▶ [COMPLETE THE FOLLOWING]:
- 1) In the forum thread below about Castor & Pollux Organix dog food, which brand of canned food is Finnegan currently feeding exclusively?
- 2) Write the next part of the forum thread below about Castor & Pollux Organix dog food, starting right after its final post.

▶ [PASSAGE PROVIDED]:
# Castor & Pollux Organix



## Finnegan (Jun 18, 2010)

Is this quality food? 

I'm currently feeding exclusively Merrick canned but am curious to know if Castor & Pollux Organix would also be as high quality as Merrick.

ORGANIX Organic Canned Formula for Dogs - Castor & Pollux Pet Works


----------



## Finnegan (Jun 18, 2010)

Does anybody have any opinion on this food?


----------



## Gia (May 29, 2009)

I have never used C&P, however, I have examined the ingredients and I would feed it. Just because I haven't gotten around to trying it, yet, doesn't mean I won't. :smile: It gets good reviews from the Whole Dog Journal, as well. You could do a lot worse than C&P!


----------



## ruckusluvr (Oct 28, 2009)

i have not used it, but i would feed it in a heart beat.


----------



## buddy97 (Mar 29, 2010)

Finnegan said:


> Does anybody have any opinion on this food?


yes. they need a better name.

Castor and Pollux-sounds like some type of waste management company.

reminds me of the Seinfeld episode where there was a bottled water merger to be called Moland Spring.


----------



## Guest (Jun 20, 2010)

Finnegan said:


> Is this quality food?
> 
> I'm currently feeding exclusively Merrick canned but am curious to know if Castor & Pollux Organix would also be as high quality as Merrick.

▶ [DATASET ROWS]:
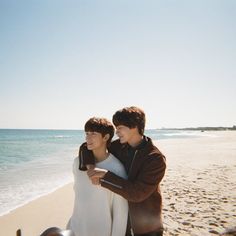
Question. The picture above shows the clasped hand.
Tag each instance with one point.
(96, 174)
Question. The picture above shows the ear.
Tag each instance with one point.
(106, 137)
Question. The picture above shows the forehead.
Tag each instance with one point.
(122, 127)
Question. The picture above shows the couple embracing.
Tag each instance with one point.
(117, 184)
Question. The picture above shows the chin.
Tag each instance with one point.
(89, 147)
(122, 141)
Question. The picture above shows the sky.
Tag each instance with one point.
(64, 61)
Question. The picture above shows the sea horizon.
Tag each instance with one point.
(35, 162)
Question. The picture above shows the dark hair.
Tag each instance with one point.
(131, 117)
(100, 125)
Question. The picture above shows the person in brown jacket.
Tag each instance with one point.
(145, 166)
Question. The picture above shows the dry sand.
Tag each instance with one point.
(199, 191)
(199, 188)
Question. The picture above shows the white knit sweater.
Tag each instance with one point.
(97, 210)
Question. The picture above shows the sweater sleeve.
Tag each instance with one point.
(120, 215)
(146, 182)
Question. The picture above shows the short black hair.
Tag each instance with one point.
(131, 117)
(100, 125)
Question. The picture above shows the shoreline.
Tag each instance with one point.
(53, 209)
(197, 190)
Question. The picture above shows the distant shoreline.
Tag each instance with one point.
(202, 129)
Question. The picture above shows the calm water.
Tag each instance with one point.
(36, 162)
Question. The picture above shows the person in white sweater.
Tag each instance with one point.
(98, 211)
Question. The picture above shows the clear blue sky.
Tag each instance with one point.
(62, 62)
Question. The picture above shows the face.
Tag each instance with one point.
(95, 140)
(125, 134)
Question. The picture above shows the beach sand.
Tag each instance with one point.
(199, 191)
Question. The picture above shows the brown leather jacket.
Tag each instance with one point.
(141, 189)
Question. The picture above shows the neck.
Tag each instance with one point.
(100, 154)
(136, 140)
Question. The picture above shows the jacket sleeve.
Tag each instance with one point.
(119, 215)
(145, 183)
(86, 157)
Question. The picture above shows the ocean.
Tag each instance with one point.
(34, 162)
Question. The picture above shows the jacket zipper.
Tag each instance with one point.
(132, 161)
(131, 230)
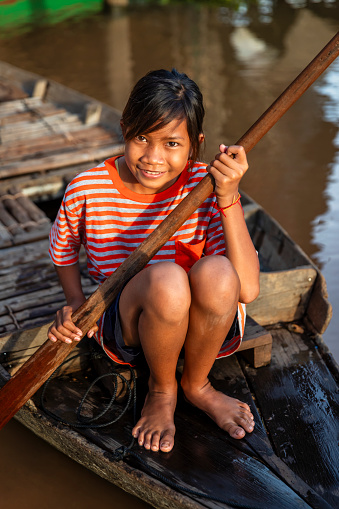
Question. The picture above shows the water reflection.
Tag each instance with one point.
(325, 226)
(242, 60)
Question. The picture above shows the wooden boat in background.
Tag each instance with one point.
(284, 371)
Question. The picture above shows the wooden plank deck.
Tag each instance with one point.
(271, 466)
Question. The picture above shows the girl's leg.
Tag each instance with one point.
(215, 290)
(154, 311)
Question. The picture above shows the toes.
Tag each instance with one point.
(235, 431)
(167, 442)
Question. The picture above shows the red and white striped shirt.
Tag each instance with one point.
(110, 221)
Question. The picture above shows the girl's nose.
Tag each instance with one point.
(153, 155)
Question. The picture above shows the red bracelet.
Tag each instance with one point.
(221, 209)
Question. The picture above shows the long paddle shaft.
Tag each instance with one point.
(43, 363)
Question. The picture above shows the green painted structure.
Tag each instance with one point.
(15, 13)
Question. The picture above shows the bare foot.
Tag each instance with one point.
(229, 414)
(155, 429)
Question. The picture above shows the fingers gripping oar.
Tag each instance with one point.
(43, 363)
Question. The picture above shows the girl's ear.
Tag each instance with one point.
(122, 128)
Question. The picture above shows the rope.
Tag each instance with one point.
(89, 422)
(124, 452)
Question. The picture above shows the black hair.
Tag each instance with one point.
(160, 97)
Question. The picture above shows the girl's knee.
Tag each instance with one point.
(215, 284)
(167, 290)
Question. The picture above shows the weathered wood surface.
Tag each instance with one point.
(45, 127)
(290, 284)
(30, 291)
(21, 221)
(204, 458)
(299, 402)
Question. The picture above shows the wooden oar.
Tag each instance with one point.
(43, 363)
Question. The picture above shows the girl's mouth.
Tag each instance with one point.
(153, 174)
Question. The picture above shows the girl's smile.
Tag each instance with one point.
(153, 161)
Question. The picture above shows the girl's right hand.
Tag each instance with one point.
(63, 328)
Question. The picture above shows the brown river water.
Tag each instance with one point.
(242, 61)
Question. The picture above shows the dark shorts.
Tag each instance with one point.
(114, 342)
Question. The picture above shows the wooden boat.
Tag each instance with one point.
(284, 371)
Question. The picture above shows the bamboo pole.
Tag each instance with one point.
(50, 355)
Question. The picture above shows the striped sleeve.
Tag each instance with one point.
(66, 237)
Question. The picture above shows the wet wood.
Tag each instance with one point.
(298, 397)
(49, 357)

▶ [RESPONSES TO THE EXERCISE]:
- 1) Merrick canned food.

- 2)
> 
> ORGANIX Organic Canned Formula for Dogs - Castor & Pollux Pet Works


So you are feeding exclusively canned. That's a very expensive way to feed because canned food is very expensive. Are you sure you don't want to supplement that with kibble or even pre-made raw?


----------



## kevin bradley (Aug 9, 2009)

Quality food. I'd probaly put it in my top 5. I like the company.


----------



## Finnegan (Jun 18, 2010)

Thanks everybody. 



LabbieMama said:


> So you are feeding exclusively canned. That's a very expensive way to feed because canned food is very expensive. Are you sure you don't want to supplement that with kibble or even pre-made raw?


Yeah, I'm quite aware of how much it costs, thanks. And, yeah, I'm quite certain I don't want to supplement with kibble. Not opposed to pre-made raw, but I don't see how that would be any less expensive than canned.

Any thoughts on this food other than the name they've chosen or whether or not their labeling leaves anything to be desired?

Party Animal Gourmet Organic Pet Food


----------



## Guest (Jun 20, 2010)

Finnegan said:


> Any thoughts on this food other than the name they've chosen or whether or not their labeling leaves anything to be desired?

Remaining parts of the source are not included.